Report each line in the records below that contains the word "field", copying every such line in full.

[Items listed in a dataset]
* * * * * * *
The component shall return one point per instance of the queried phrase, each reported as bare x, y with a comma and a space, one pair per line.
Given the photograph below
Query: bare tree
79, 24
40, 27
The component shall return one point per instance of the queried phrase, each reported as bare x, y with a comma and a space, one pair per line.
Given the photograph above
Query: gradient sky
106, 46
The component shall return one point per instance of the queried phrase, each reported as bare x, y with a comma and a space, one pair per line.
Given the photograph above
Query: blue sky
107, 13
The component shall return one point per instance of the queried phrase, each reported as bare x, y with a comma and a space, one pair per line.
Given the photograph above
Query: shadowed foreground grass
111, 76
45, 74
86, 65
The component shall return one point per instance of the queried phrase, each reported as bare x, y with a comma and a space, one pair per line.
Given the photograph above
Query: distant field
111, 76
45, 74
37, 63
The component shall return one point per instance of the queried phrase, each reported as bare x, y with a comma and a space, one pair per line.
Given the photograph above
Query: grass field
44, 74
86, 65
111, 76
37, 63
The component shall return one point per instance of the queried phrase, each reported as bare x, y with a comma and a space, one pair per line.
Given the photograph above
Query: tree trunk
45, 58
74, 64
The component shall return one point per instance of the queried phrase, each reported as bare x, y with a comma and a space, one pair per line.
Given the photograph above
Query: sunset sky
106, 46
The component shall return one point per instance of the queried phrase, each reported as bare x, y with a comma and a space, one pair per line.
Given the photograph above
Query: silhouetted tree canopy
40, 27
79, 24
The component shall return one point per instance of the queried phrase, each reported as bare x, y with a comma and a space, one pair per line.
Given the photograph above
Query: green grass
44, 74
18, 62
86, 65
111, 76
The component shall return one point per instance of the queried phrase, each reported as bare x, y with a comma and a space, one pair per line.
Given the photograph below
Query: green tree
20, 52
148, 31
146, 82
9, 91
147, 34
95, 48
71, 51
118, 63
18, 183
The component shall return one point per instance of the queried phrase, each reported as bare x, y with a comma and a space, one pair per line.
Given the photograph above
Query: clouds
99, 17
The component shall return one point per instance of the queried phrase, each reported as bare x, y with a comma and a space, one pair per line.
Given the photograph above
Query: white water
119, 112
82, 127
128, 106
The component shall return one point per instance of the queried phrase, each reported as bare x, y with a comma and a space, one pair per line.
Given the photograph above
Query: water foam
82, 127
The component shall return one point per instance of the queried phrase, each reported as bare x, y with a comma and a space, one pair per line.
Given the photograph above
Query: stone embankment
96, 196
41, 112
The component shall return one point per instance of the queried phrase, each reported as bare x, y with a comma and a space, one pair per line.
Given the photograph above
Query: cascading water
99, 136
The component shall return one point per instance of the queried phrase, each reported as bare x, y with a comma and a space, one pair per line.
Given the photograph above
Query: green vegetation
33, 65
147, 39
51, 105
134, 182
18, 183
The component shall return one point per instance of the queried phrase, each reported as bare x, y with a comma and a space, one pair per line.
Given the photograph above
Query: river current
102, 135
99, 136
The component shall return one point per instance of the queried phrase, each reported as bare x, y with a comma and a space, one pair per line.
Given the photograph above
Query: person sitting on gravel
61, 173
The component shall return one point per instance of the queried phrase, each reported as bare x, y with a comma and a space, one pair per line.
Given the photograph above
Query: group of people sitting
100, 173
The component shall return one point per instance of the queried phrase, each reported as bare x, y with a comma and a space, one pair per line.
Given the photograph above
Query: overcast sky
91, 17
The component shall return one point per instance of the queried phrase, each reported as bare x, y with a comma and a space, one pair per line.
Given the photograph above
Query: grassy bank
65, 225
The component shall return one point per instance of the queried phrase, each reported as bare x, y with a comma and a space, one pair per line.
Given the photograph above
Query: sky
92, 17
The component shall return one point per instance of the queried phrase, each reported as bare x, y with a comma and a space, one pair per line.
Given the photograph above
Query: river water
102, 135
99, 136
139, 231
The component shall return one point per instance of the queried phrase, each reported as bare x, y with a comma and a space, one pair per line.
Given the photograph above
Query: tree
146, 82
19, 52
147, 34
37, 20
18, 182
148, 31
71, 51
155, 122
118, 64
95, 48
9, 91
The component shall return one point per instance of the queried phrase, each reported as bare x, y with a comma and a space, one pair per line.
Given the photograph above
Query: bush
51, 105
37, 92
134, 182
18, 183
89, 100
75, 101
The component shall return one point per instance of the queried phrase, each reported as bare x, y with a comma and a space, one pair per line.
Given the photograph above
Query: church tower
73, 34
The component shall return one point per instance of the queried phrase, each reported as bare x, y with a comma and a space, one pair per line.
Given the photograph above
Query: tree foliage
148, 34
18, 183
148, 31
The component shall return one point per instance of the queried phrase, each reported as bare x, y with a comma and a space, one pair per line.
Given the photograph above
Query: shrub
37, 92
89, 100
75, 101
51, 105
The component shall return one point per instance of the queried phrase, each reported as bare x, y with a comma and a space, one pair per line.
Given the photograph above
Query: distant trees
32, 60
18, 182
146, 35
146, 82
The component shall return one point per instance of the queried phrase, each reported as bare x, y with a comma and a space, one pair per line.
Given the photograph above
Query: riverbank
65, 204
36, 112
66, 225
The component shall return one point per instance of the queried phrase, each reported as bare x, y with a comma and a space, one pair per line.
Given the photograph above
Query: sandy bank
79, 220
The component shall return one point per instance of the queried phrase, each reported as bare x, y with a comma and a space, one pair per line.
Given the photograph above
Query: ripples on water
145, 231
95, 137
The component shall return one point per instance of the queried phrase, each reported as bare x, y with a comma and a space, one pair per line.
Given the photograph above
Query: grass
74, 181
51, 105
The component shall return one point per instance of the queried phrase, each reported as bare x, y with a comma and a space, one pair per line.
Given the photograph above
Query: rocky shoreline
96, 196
* * * * * * *
### EXERCISE RESULT
Query: distant field
Query: grass field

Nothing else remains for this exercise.